-- start --
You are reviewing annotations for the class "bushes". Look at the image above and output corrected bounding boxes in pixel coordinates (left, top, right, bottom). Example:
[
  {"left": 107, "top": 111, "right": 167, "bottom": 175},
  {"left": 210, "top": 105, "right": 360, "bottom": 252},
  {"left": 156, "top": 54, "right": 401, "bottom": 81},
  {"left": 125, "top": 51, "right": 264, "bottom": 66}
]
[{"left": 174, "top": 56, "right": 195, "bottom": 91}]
-- end --
Exercise:
Change "bushes" to "shrubs" throughout the rows above, and write them out again with no other changes.

Task output:
You are reviewing annotations for the class "shrubs". Look at the image above and output corrected bounding boxes in pixel coordinates (left, top, right, bottom). Example:
[
  {"left": 107, "top": 111, "right": 167, "bottom": 175},
  {"left": 210, "top": 105, "right": 360, "bottom": 252},
  {"left": 156, "top": 54, "right": 401, "bottom": 81},
  {"left": 125, "top": 51, "right": 264, "bottom": 66}
]
[{"left": 174, "top": 56, "right": 195, "bottom": 91}]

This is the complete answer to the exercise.